EXERCISE INSTRUCTIONS:
Repeat every entry word for word, skipping the pictures.
--- --- ---
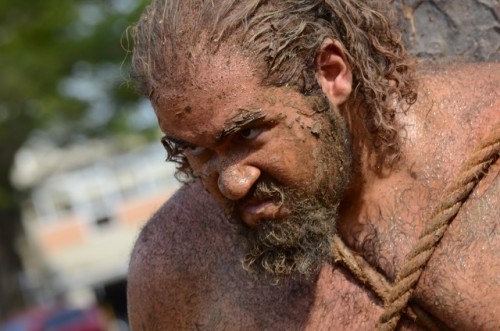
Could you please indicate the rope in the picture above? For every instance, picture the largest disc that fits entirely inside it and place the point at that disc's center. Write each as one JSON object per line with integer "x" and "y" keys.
{"x": 443, "y": 214}
{"x": 370, "y": 277}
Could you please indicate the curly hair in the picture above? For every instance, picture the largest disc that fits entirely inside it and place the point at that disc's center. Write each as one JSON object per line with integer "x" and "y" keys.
{"x": 284, "y": 36}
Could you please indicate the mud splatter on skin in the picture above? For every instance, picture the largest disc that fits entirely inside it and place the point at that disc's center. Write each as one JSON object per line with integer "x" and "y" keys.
{"x": 240, "y": 120}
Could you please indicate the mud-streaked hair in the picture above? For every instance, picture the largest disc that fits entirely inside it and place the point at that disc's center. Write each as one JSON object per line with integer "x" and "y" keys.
{"x": 283, "y": 38}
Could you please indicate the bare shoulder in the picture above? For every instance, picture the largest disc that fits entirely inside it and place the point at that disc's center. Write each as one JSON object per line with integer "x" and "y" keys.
{"x": 461, "y": 107}
{"x": 174, "y": 250}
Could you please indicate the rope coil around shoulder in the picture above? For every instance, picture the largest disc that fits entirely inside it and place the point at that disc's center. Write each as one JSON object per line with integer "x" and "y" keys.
{"x": 471, "y": 173}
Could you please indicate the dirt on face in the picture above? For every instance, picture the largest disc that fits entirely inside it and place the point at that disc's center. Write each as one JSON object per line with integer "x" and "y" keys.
{"x": 300, "y": 243}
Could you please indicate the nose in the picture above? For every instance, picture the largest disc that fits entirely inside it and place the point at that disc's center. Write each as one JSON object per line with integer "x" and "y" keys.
{"x": 236, "y": 180}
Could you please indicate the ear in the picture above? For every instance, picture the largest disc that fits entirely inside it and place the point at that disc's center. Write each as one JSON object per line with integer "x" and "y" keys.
{"x": 333, "y": 72}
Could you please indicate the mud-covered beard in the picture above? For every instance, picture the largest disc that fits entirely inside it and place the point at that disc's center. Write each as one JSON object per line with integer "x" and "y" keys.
{"x": 300, "y": 243}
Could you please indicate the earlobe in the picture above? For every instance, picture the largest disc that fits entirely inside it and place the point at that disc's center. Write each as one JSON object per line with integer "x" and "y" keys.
{"x": 333, "y": 72}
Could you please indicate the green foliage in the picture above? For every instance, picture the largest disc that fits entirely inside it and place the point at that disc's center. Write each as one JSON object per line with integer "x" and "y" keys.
{"x": 53, "y": 55}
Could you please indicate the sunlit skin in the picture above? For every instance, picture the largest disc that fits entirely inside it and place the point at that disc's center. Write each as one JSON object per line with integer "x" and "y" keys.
{"x": 277, "y": 142}
{"x": 186, "y": 269}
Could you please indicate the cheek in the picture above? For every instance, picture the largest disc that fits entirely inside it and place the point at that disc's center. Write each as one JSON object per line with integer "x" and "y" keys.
{"x": 291, "y": 162}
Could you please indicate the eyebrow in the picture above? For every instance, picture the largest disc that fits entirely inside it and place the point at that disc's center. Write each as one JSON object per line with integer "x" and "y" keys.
{"x": 239, "y": 121}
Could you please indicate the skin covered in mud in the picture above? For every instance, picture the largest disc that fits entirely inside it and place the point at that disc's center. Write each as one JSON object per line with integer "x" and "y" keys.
{"x": 245, "y": 244}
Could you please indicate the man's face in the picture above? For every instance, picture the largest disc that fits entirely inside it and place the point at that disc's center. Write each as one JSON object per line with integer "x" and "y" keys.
{"x": 278, "y": 165}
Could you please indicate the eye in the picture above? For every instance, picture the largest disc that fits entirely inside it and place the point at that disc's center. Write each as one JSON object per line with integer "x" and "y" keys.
{"x": 194, "y": 150}
{"x": 250, "y": 133}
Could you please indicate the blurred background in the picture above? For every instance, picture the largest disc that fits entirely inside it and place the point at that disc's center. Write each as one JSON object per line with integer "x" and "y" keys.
{"x": 81, "y": 169}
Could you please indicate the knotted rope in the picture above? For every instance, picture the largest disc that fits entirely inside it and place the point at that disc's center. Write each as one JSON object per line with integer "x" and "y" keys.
{"x": 471, "y": 173}
{"x": 396, "y": 298}
{"x": 370, "y": 277}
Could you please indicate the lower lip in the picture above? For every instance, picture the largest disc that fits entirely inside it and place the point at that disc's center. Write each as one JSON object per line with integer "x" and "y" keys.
{"x": 253, "y": 214}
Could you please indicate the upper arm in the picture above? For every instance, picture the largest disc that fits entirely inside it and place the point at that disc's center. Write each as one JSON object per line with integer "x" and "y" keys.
{"x": 463, "y": 275}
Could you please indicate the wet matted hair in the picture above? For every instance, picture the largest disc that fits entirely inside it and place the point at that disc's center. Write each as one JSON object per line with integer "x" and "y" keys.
{"x": 283, "y": 37}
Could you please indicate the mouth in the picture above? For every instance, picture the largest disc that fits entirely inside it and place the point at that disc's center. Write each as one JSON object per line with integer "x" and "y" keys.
{"x": 254, "y": 212}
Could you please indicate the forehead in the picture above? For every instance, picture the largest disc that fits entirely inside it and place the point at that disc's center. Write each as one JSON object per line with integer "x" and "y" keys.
{"x": 217, "y": 88}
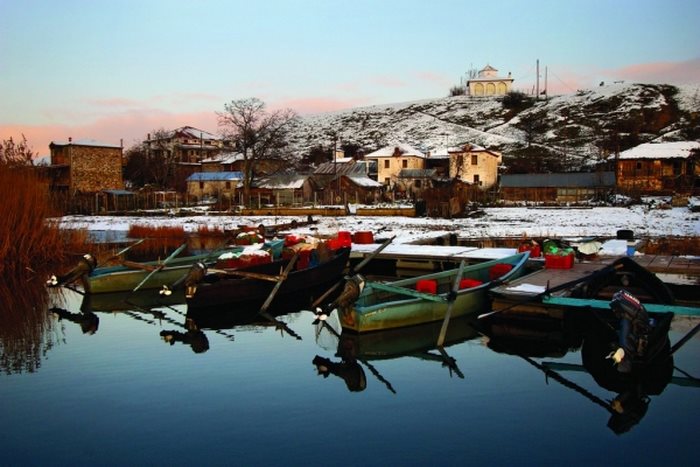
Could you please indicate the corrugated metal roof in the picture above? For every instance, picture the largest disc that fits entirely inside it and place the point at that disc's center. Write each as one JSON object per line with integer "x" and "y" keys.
{"x": 85, "y": 142}
{"x": 559, "y": 180}
{"x": 403, "y": 149}
{"x": 347, "y": 168}
{"x": 417, "y": 173}
{"x": 215, "y": 176}
{"x": 671, "y": 150}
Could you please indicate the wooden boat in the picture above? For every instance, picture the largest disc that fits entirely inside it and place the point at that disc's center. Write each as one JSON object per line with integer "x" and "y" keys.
{"x": 128, "y": 276}
{"x": 401, "y": 303}
{"x": 250, "y": 288}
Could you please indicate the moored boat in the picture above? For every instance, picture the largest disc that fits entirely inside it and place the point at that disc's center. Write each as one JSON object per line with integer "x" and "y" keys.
{"x": 251, "y": 287}
{"x": 426, "y": 298}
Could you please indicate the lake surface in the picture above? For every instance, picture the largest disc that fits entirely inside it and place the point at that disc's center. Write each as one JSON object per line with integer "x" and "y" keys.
{"x": 150, "y": 385}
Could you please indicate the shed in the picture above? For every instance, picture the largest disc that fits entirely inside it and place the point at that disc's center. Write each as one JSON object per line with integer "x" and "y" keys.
{"x": 574, "y": 187}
--- --- ---
ANSWER:
Could you please indicate the rope in the picture above? For every instance, picture the largest disc that fits entirely inside it and place the point at that disc's center. Write each as one JSON object per line with integer "x" and "y" keys.
{"x": 443, "y": 214}
{"x": 370, "y": 277}
Could you please indicate the curly hair in the picture above? For every instance, picture the largest disc that fits entirely inside it and place the point at that disc's center. Write each as one JSON object per line with integer "x" and "y" keys.
{"x": 284, "y": 36}
Could you please indicate the mud splatter on skin in the picture above? For every instance, picture the largest disc that fits entirely inside it and place the point at that disc's center. Write each as one JSON object per line with integer "x" and "y" keys.
{"x": 240, "y": 120}
Could you please indicate the mud-streaked hair in the picture above? For every instance, picture the largest disc that fits entirely inside it and place the point at that disc's center. Write each as one JSON object per line with integer "x" and "y" keys.
{"x": 283, "y": 38}
Could you please indicate the bare shoulder in the picture above? For every instance, picture the largest disc that fits entirely inside it and place the point at that disc's center. Write each as one JSON object per line with integer "x" and "y" keys.
{"x": 461, "y": 107}
{"x": 174, "y": 250}
Could you please indicate the rope coil around shoulder in the picture above? For every instance, picture the largest disc that fits entirely inside it and place the point at that disc's center. Write each as one JSON object per line with integer "x" and "y" keys.
{"x": 471, "y": 173}
Could you please indicate the dirt on face in the picture above? For every instance, picture the largest disc that fits entirely inside it and place the point at that disc's center. Write each as one JSON object per line with integer "x" and "y" keys.
{"x": 300, "y": 243}
Could you please indicate the nose in the picture above? For every instance, picture the largest disc that fits entirely inside it and place the point at that disc's center. Write each as one JSON object per line with integer "x" and "y" keys.
{"x": 236, "y": 180}
Could you please indicate the ear in the picture above? For every instance, picture the largest disc that fits entirely inside it and place the point at that disc's center. Write each as one JSON object per line with integer "x" and "y" keys.
{"x": 333, "y": 72}
Could you please indicate the mud-covered beard in the picture above? For every instance, picture the largest disc that fits entirely inside it and place the point at that disc's center. Write each as one JSON object per line with integer "x" and "y" keys.
{"x": 300, "y": 243}
Could you please indicate the earlobe in the picture above? For every instance, picture the largest disc that fits entirely inside it and place the point at that disc's center. Write each as one JSON object per line with integer "x" and "y" keys.
{"x": 333, "y": 72}
Could you please indicate the green foliage in the picture above? For every instance, picture the largest disc that fits entirely inside it and place the point at that disc's center. Write each as one JSON object per line with integer "x" and "y" keys.
{"x": 53, "y": 55}
Could you please indicate the sunlit skin in the picture above? For every instance, picture the largest disc that fits entirely inside it and place the point at that disc's center. Write each as one JSON object per line with integer "x" and "y" keys.
{"x": 277, "y": 142}
{"x": 186, "y": 269}
Could you please indicate the cheek in the picture above? For every instance, picture the largest disc that fits entirely inside it and place the point at that disc's center. Write each as one JSON object per line with integer "x" and "y" keys.
{"x": 291, "y": 162}
Could you please indicate the eyebrow in the picture above? For every instance, picture the largest disc that fits entirely inside it and place the point at that disc's center. Write each as one JSON object per line with integer "x" and "y" keys.
{"x": 239, "y": 121}
Could you please indicate the skin covered in mud in the picture above? For every instance, picture the largest disc that fits entirely inside it and place the point at that disc's center. Write each as one JSON object per line with integer "x" and "y" keys.
{"x": 245, "y": 244}
Could you please indicate the man's face in the picture above? For every instance, picture the largest disc that fits entirely inside it and place the point at that disc's center. Write each as one JSON object per line with integer "x" and "y" keys.
{"x": 278, "y": 165}
Could you please indicate the eye in the picture above? For every instance, picture the largest disc that fits entirely inside it and place the point at that disc's center. Write each as one JSON object per line with integer "x" and "y" keys.
{"x": 194, "y": 150}
{"x": 250, "y": 133}
Could you please indicate the blurred background in the picture above? For every instance, picture the largest disc that fits entirely inside it and place the point at that disc's center. Write each as one JSON object per line with integer "x" and "y" keys.
{"x": 81, "y": 169}
Could you please indicate the knotted rope in the picture above? For every instance, picture the largest disc that fits entirely inside it and place the point at that disc's center. Write each as one JSON object per line with integer "x" and "y" keys.
{"x": 471, "y": 173}
{"x": 396, "y": 298}
{"x": 370, "y": 277}
Could you please indicate the lower lip in the picture above? For every instance, picture the largest disc that fits entirely inside it and place the point at that disc's center. Write each as one JSON object per line with integer "x" and "y" keys.
{"x": 253, "y": 214}
Could you please indicate the upper arm in the picture above? For every instance, picture the largest disc that fits entirely inside it and place the point at that disc's center. Write each as one JSON object per line with integer "x" and "y" keys.
{"x": 463, "y": 275}
Could you please indicate the wet matted hair in the picture above? For every instance, picture the largest disc that fits entirely inside it and place the point at that disc's center. Write each as one JSON object per line with integer "x" and "y" keys.
{"x": 283, "y": 37}
Could you please indicate the mouth in the picture above? For every instance, picture the largest disc that fits entirely inside it and place the point at that disc's center. Write each as one JSON object per line with integer "x" and "y" keys.
{"x": 254, "y": 212}
Could you please indicate the forehead in the picture above? For every instance, picture the largest disc that fits entirely inside it and place the point at that disc's center. Write each as one JSON object per line with integer "x" and "y" keys.
{"x": 217, "y": 88}
Could you please indicate the corrugated metal roof in the picture above? For every instance, picture the largest disc that fits entirely inside it and place the point at that disc's center. Write each as one JSON object per line with integer "x" and "y" keys.
{"x": 85, "y": 142}
{"x": 559, "y": 180}
{"x": 403, "y": 149}
{"x": 347, "y": 168}
{"x": 417, "y": 173}
{"x": 215, "y": 176}
{"x": 671, "y": 150}
Could you please indicate the wooden boat in the picture above? For every instance, picture the largest disc that fits entirely inside it and place the point at that disc's center. Write each as one JSON object per line with integer "x" and "y" keys.
{"x": 128, "y": 276}
{"x": 401, "y": 303}
{"x": 250, "y": 288}
Could you please indicate the moored boat in the picture above? For every instance, picture the largest disc that fits entirely inside it and place the point at that disc's center. Write each as one JSON object per line with integer "x" and "y" keys.
{"x": 251, "y": 287}
{"x": 426, "y": 298}
Could you please indicate the lake surface in the picture above? For every instance, picture the largest disc that fits entirely inside it and place the point at that disc's center. Write each as one JSON object per line with integer "x" and "y" keys.
{"x": 150, "y": 385}
Could you please indicate the shed in the picture above? For every instance, picture the largest disc that fits entirely inside it and place the point at that disc's center. Write each as one JSON object per line with integer "x" and "y" keys.
{"x": 574, "y": 187}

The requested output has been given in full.